-- INFORMATION SHOWN follows --

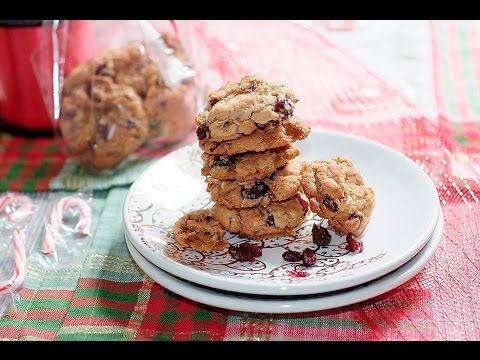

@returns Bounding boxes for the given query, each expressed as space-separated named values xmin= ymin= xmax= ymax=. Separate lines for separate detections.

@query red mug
xmin=0 ymin=20 xmax=95 ymax=131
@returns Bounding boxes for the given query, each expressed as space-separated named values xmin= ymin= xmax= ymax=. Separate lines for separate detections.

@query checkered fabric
xmin=0 ymin=133 xmax=65 ymax=191
xmin=431 ymin=20 xmax=480 ymax=154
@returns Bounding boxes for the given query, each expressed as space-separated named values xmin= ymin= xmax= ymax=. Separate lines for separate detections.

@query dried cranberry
xmin=95 ymin=63 xmax=113 ymax=76
xmin=312 ymin=224 xmax=332 ymax=246
xmin=255 ymin=122 xmax=269 ymax=130
xmin=270 ymin=120 xmax=280 ymax=127
xmin=212 ymin=156 xmax=232 ymax=167
xmin=239 ymin=242 xmax=263 ymax=257
xmin=268 ymin=172 xmax=277 ymax=180
xmin=229 ymin=246 xmax=254 ymax=262
xmin=302 ymin=248 xmax=317 ymax=267
xmin=282 ymin=250 xmax=302 ymax=262
xmin=209 ymin=142 xmax=221 ymax=152
xmin=322 ymin=195 xmax=338 ymax=212
xmin=228 ymin=243 xmax=263 ymax=262
xmin=242 ymin=181 xmax=269 ymax=200
xmin=255 ymin=119 xmax=280 ymax=130
xmin=348 ymin=213 xmax=363 ymax=221
xmin=274 ymin=98 xmax=293 ymax=118
xmin=209 ymin=98 xmax=220 ymax=107
xmin=288 ymin=270 xmax=308 ymax=278
xmin=346 ymin=234 xmax=363 ymax=253
xmin=196 ymin=124 xmax=210 ymax=141
xmin=295 ymin=194 xmax=309 ymax=216
xmin=266 ymin=213 xmax=275 ymax=226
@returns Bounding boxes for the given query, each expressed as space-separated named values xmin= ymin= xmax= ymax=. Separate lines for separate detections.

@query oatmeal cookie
xmin=60 ymin=76 xmax=149 ymax=169
xmin=91 ymin=42 xmax=158 ymax=98
xmin=195 ymin=75 xmax=298 ymax=141
xmin=92 ymin=34 xmax=189 ymax=98
xmin=197 ymin=116 xmax=310 ymax=155
xmin=201 ymin=145 xmax=300 ymax=182
xmin=92 ymin=36 xmax=196 ymax=143
xmin=301 ymin=157 xmax=375 ymax=237
xmin=206 ymin=160 xmax=303 ymax=208
xmin=205 ymin=75 xmax=297 ymax=108
xmin=172 ymin=209 xmax=227 ymax=253
xmin=61 ymin=35 xmax=197 ymax=169
xmin=211 ymin=193 xmax=310 ymax=239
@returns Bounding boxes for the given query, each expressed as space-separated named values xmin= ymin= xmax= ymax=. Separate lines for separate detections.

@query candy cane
xmin=42 ymin=196 xmax=92 ymax=255
xmin=0 ymin=193 xmax=33 ymax=223
xmin=0 ymin=228 xmax=27 ymax=294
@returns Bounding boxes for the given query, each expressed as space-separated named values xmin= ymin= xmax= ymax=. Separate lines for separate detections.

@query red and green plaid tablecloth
xmin=432 ymin=20 xmax=480 ymax=153
xmin=1 ymin=20 xmax=480 ymax=341
xmin=0 ymin=133 xmax=65 ymax=191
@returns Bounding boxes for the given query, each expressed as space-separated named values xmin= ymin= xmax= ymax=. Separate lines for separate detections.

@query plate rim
xmin=125 ymin=211 xmax=443 ymax=314
xmin=123 ymin=129 xmax=440 ymax=296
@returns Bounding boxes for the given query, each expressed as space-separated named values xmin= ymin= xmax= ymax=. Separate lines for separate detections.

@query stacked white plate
xmin=122 ymin=130 xmax=442 ymax=313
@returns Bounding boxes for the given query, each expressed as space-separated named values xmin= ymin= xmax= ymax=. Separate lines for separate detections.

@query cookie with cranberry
xmin=93 ymin=37 xmax=196 ymax=143
xmin=301 ymin=157 xmax=375 ymax=237
xmin=91 ymin=41 xmax=158 ymax=99
xmin=61 ymin=35 xmax=197 ymax=169
xmin=195 ymin=75 xmax=298 ymax=141
xmin=201 ymin=145 xmax=300 ymax=182
xmin=211 ymin=194 xmax=310 ymax=239
xmin=60 ymin=76 xmax=149 ymax=169
xmin=91 ymin=34 xmax=190 ymax=98
xmin=206 ymin=160 xmax=303 ymax=208
xmin=197 ymin=115 xmax=310 ymax=155
xmin=173 ymin=209 xmax=227 ymax=253
xmin=205 ymin=75 xmax=297 ymax=108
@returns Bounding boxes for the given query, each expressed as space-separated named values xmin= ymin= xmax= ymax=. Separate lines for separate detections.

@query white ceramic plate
xmin=126 ymin=211 xmax=443 ymax=313
xmin=123 ymin=129 xmax=440 ymax=296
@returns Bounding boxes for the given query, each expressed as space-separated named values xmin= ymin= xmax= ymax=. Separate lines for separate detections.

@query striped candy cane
xmin=0 ymin=193 xmax=33 ymax=223
xmin=0 ymin=228 xmax=27 ymax=294
xmin=42 ymin=196 xmax=92 ymax=255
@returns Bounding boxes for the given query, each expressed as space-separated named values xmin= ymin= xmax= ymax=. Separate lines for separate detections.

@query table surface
xmin=1 ymin=20 xmax=479 ymax=341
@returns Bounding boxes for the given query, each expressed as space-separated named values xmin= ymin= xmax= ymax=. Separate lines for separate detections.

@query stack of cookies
xmin=195 ymin=76 xmax=311 ymax=238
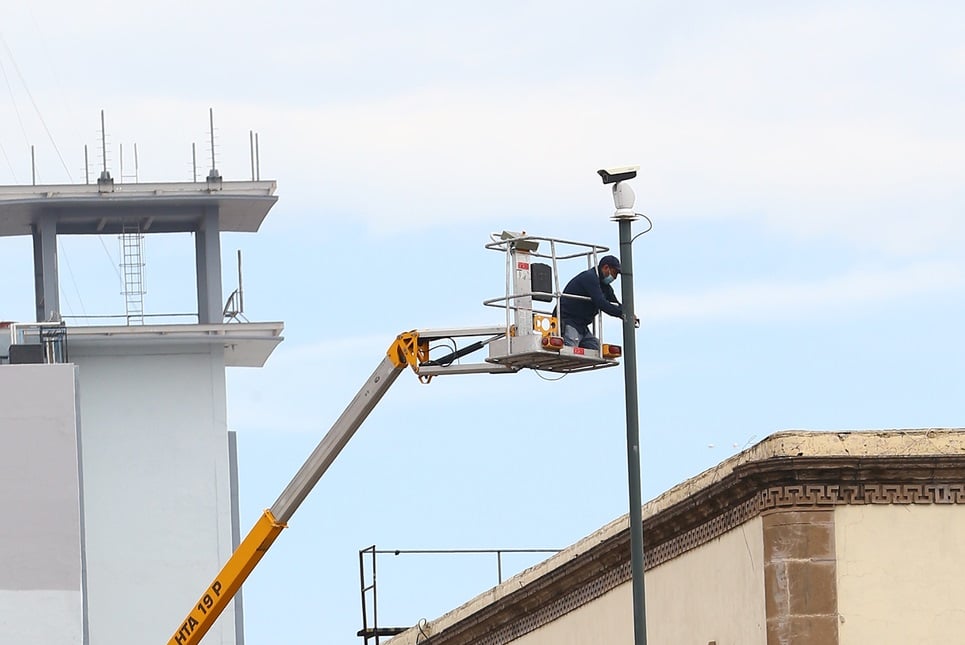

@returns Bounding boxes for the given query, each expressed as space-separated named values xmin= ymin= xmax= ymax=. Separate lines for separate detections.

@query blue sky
xmin=2 ymin=2 xmax=964 ymax=643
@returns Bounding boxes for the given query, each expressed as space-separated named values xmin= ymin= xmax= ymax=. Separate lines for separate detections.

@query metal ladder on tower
xmin=120 ymin=223 xmax=145 ymax=325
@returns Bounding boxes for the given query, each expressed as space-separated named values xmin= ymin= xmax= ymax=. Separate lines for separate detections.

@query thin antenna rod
xmin=237 ymin=250 xmax=244 ymax=314
xmin=209 ymin=108 xmax=215 ymax=171
xmin=84 ymin=145 xmax=89 ymax=184
xmin=255 ymin=132 xmax=260 ymax=181
xmin=100 ymin=110 xmax=107 ymax=174
xmin=192 ymin=143 xmax=197 ymax=182
xmin=249 ymin=130 xmax=255 ymax=181
xmin=207 ymin=108 xmax=220 ymax=180
xmin=98 ymin=110 xmax=112 ymax=185
xmin=134 ymin=143 xmax=139 ymax=182
xmin=120 ymin=143 xmax=124 ymax=183
xmin=31 ymin=145 xmax=35 ymax=185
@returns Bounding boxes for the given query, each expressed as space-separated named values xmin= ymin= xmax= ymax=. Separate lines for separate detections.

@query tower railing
xmin=4 ymin=322 xmax=68 ymax=364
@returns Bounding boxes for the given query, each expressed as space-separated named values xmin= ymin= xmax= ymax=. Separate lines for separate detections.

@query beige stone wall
xmin=510 ymin=584 xmax=633 ymax=645
xmin=511 ymin=518 xmax=766 ymax=645
xmin=383 ymin=432 xmax=965 ymax=645
xmin=763 ymin=510 xmax=838 ymax=644
xmin=836 ymin=504 xmax=965 ymax=644
xmin=647 ymin=516 xmax=766 ymax=644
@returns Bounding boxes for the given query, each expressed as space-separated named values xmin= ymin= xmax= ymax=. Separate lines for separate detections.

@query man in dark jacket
xmin=559 ymin=255 xmax=625 ymax=350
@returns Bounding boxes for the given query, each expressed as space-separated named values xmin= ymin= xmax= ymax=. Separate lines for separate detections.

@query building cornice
xmin=388 ymin=430 xmax=965 ymax=645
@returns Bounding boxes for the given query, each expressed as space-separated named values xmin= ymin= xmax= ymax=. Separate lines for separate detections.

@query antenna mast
xmin=248 ymin=130 xmax=261 ymax=181
xmin=97 ymin=110 xmax=113 ymax=189
xmin=206 ymin=108 xmax=221 ymax=181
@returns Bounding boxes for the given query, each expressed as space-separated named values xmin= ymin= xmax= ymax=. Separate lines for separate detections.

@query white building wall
xmin=72 ymin=344 xmax=237 ymax=645
xmin=836 ymin=504 xmax=965 ymax=644
xmin=0 ymin=364 xmax=84 ymax=644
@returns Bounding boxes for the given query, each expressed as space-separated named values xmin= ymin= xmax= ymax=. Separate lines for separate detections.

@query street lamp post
xmin=598 ymin=167 xmax=647 ymax=645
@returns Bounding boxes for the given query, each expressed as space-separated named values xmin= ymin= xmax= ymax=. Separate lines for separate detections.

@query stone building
xmin=385 ymin=429 xmax=965 ymax=645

-- INFORMATION SHOWN concluded --

WHAT YOU WILL DO:
Return the lines from the line containing "street lamp post" to the end of the entries above, exactly as they appear and with no other output.

ANSWER TO THIS EXERCISE:
@query street lamp post
xmin=598 ymin=167 xmax=647 ymax=645
@returns Bounding boxes for the given query, each expressed as space-separated named values xmin= ymin= xmax= ymax=. Separate lines for separate detections.

@query stone building
xmin=385 ymin=429 xmax=965 ymax=645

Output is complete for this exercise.